### Arbeitsauftrag A:
Gib aus dem Lesetext über Affenpocken den Abschnitt von „Es gehört zu“ bis einschließlich „vielen afrikanischen Ländern.“ wortgetreu aus.
### Arbeitsauftrag B:
Welche Krankheitssymptome der Mpox-Viren nennt der Lesetext über Affenpocken? Liste alle auf.

### Lesetext:
<<<<

Eine neue Affenpocken-Virusvariante breitet sich Zentralafrika aus. Sie soll gefährlicher sein als die bisher bekannten. Aus der betroffenen Stadt gehen Direktflüge nach Europa. Eine Gefahr für uns?
Es gehört zu unserem Alltag nach der Pandemie, dass alle paar Monate einen Virusalarm in einem fernen Land die Schlagzeilen in Deutschland erreicht. Man stumpft ab – zumal wenn beispielsweise „nur“ Zugvögel oder Wildtiere erkranken und nicht geklärt ist, ob und wie sich Menschen überhaupt anstecken können.
Bei den Affenpocken ist das anders. Die Mpox-Viren (Abkürzung für Monkeypox) können auch uns infizieren und Krankheitssymptome wie Fieber, Schmerzen, geschwollene Lymphknoten oder auch Hautausschläge auslösen, die an Windpocken erinnern und auch die Geschlechtsteile befallen können. Deshalb ist eine Verwechslung mit Geschlechtskrankheiten wie Herpes oder Syphilis leicht möglich. Seit den frühen 70er Jahren grassieren die Krankheitserreger in vielen afrikanischen Ländern.
Affenpocken: Übertragung durch Sex
Im Jahr 2022 schwappte eine Infektionswelle nach USA und Europa, wo es zu Ausbrüchen in mehreren Ländern kam. In Deutschland registrierte das Robert-Koch-Institut bis zum Jahresende mehr als 3.500 Fälle. Die beruhigende Nachricht aber war damals: Man konnte dem Virus relativ leicht aus dem Weg gehen. Die Übertragung erfolgt vor allem bei engem Körperkontakt mit Infizierten über Hautausschläge, Schorf oder Körperflüssigkeiten. Eine Tröpfcheninfektion, die die Ausbreitung der Krankheit beschleunigen würde, ist zwar auch möglich, aber eben auch nur bei engem Kontakt – also zum Beispiel beim Sex.

>>>>

(Einträge aus einem Datensatz)
<<<<

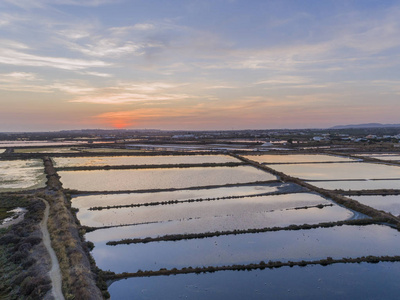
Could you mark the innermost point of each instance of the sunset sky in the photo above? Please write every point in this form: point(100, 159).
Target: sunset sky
point(198, 64)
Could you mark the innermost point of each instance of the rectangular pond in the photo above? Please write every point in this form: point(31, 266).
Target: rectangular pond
point(143, 179)
point(278, 218)
point(388, 203)
point(297, 158)
point(46, 150)
point(21, 174)
point(140, 160)
point(313, 244)
point(237, 213)
point(313, 282)
point(342, 171)
point(104, 200)
point(357, 185)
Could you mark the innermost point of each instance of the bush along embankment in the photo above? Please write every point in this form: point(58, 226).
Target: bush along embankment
point(189, 236)
point(191, 200)
point(77, 268)
point(163, 166)
point(336, 197)
point(24, 260)
point(248, 267)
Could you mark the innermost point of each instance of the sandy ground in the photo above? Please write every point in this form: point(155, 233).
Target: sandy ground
point(11, 221)
point(55, 274)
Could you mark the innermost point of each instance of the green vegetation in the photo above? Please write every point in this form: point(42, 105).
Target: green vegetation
point(163, 166)
point(188, 236)
point(24, 261)
point(261, 265)
point(187, 201)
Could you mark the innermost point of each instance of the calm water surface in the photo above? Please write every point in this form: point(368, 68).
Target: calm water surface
point(21, 174)
point(141, 160)
point(342, 171)
point(338, 281)
point(86, 201)
point(247, 211)
point(279, 218)
point(313, 244)
point(296, 158)
point(357, 185)
point(389, 203)
point(114, 180)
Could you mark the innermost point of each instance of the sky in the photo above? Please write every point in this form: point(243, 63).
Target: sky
point(198, 64)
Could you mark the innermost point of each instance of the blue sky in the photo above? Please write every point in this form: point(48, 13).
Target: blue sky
point(222, 64)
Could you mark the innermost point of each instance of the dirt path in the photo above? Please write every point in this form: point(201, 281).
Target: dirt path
point(55, 274)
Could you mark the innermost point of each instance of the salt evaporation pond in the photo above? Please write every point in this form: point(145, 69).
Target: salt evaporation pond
point(237, 213)
point(388, 157)
point(60, 162)
point(46, 150)
point(356, 185)
point(278, 218)
point(142, 179)
point(343, 171)
point(312, 244)
point(21, 174)
point(104, 200)
point(313, 282)
point(388, 203)
point(297, 158)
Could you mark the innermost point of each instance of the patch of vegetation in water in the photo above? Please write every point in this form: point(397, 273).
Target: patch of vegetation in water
point(24, 262)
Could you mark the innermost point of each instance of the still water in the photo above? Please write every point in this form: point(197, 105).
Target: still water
point(313, 244)
point(342, 171)
point(296, 158)
point(388, 203)
point(140, 160)
point(338, 281)
point(114, 180)
point(21, 174)
point(247, 212)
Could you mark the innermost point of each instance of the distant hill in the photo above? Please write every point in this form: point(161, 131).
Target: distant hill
point(367, 125)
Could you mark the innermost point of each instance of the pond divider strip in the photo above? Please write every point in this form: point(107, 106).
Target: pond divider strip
point(110, 276)
point(192, 200)
point(189, 236)
point(336, 197)
point(205, 187)
point(140, 167)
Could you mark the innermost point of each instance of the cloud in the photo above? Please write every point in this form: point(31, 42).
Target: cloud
point(123, 98)
point(18, 58)
point(127, 92)
point(27, 4)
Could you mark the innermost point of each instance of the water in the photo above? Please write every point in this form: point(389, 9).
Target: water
point(243, 213)
point(388, 203)
point(114, 180)
point(338, 281)
point(342, 171)
point(296, 158)
point(87, 201)
point(279, 218)
point(313, 244)
point(357, 184)
point(140, 160)
point(21, 174)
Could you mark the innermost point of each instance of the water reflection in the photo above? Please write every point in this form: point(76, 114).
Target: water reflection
point(339, 281)
point(342, 171)
point(114, 180)
point(141, 160)
point(313, 244)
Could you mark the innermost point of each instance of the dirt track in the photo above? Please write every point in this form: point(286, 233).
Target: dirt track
point(55, 274)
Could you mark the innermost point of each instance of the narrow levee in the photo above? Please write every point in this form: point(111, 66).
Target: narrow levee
point(55, 273)
point(78, 280)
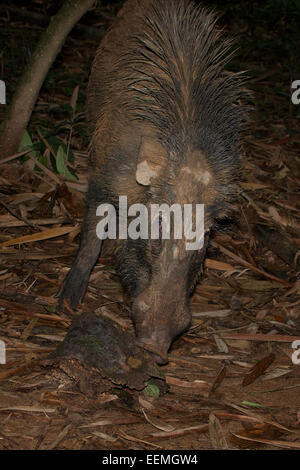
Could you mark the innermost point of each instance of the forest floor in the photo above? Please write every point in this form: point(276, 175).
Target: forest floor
point(232, 380)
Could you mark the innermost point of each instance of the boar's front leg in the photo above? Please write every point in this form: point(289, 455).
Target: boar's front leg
point(76, 282)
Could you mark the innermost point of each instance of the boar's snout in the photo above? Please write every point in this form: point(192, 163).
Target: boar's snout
point(158, 320)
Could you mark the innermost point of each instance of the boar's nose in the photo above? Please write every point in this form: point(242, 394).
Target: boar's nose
point(157, 327)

>>>>

### Schriftliche Antwort A:
Es gehört zu unserem Alltag nach der Pandemie, dass alle paar Monate einen Virusalarm in einem fernen Land die Schlagzeilen in Deutschland erreicht. Man stumpft ab – zumal wenn beispielsweise „nur“ Zugvögel oder Wildtiere erkranken und nicht geklärt ist, ob und wie sich Menschen überhaupt anstecken können.
Bei den Affenpocken ist das anders. Die Mpox-Viren (Abkürzung für Monkeypox) können auch uns infizieren und Krankheitssymptome wie Fieber, Schmerzen, geschwollene Lymphknoten oder auch Hautausschläge auslösen, die an Windpocken erinnern und auch die Geschlechtsteile befallen können. Deshalb ist eine Verwechslung mit Geschlechtskrankheiten wie Herpes oder Syphilis leicht möglich. Seit den frühen 70er Jahren grassieren die Krankheitserreger in vielen afrikanischen Ländern.

### Schriftliche Antwort B:
- Fieber
- Schmerzen
- geschwollene Lymphknoten
- Hautausschläge